Rewrite the stretch from the line containing "</instance>" through the end of the records, replacing "rough mask" with "coarse mask" and keeping everything else the same. Return only those lines.
::::
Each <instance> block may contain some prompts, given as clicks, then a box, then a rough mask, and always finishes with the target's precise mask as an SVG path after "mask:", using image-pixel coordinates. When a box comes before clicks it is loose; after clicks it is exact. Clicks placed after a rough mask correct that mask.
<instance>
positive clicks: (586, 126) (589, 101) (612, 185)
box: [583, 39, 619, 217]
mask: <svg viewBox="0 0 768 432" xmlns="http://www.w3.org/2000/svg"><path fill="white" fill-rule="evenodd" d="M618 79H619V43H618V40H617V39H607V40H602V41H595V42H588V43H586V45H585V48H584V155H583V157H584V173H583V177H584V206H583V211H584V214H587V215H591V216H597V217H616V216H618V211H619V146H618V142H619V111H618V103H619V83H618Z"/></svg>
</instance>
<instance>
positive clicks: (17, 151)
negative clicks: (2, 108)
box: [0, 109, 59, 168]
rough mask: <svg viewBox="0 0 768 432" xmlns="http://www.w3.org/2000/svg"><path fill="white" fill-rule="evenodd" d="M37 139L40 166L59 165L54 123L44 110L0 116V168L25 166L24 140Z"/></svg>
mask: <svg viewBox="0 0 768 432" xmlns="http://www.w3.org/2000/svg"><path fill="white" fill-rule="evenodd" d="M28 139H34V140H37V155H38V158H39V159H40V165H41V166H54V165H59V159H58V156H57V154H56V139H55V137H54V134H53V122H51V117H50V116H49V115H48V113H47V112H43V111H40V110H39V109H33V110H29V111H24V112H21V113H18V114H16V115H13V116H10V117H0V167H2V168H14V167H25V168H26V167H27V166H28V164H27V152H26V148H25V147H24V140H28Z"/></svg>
::::
◆ RESPONSE TO THE TASK
</instance>
<instance>
positive clicks: (17, 151)
negative clicks: (2, 108)
box: [0, 109, 59, 168]
coarse mask: <svg viewBox="0 0 768 432" xmlns="http://www.w3.org/2000/svg"><path fill="white" fill-rule="evenodd" d="M37 139L40 166L59 165L54 123L44 110L0 116V168L25 166L24 140Z"/></svg>
mask: <svg viewBox="0 0 768 432" xmlns="http://www.w3.org/2000/svg"><path fill="white" fill-rule="evenodd" d="M28 139H34V140H37V155H38V158H39V159H40V165H41V166H54V165H59V159H58V156H57V154H56V139H55V137H54V134H53V122H51V117H50V116H49V115H48V113H47V112H43V111H40V110H39V109H33V110H29V111H24V112H21V113H18V114H16V115H13V116H10V117H0V167H2V168H14V167H25V168H26V167H27V166H28V164H27V152H26V148H25V147H24V140H28Z"/></svg>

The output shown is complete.